SHORT EXERCISE
Copy every one of the entries below word for word, leaving out the pictures.

GIVEN INFORMATION
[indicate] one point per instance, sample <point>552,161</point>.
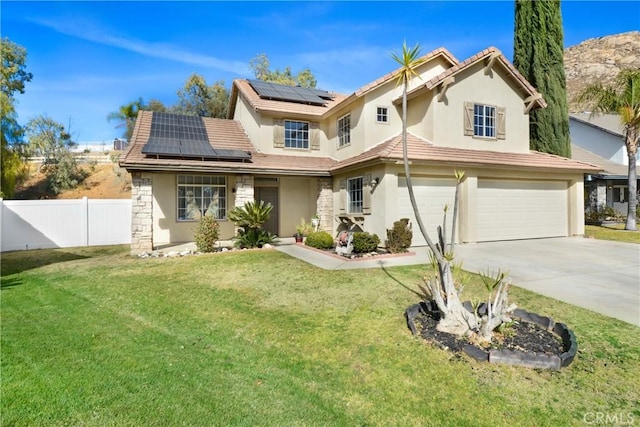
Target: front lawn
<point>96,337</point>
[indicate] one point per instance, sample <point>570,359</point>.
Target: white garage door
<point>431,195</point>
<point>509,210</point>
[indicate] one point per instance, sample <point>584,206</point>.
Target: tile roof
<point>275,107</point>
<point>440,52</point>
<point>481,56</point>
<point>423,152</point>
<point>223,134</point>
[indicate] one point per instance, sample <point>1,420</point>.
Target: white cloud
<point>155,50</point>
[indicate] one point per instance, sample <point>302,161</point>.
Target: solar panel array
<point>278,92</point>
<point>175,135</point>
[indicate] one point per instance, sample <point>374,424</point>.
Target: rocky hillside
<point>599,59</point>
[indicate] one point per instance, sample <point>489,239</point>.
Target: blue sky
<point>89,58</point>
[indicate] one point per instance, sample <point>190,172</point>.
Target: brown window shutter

SOLUTION TO THIS EXERCISE
[indicate] one point per instance, sample <point>552,161</point>.
Target: front lawn
<point>96,337</point>
[indicate] one point per instance, sample <point>570,359</point>.
Target: white garage door
<point>431,195</point>
<point>509,210</point>
[indicate] one point per instance, sample <point>584,206</point>.
Target: tile roof
<point>275,107</point>
<point>440,52</point>
<point>481,56</point>
<point>423,152</point>
<point>223,134</point>
[indicate] one point per instance, sample <point>1,420</point>.
Target: white cloud
<point>155,50</point>
[indicate] one point per instance, sample <point>302,161</point>.
Target: solar panel array
<point>278,92</point>
<point>175,135</point>
[indicate] one point per instance, sample <point>374,424</point>.
Target: rocky hillside
<point>599,59</point>
[indicate] one point per instance, sample <point>489,239</point>.
Target: blue sky
<point>89,58</point>
[indicate] one point per instance, sample <point>190,172</point>.
Target: brown window shutter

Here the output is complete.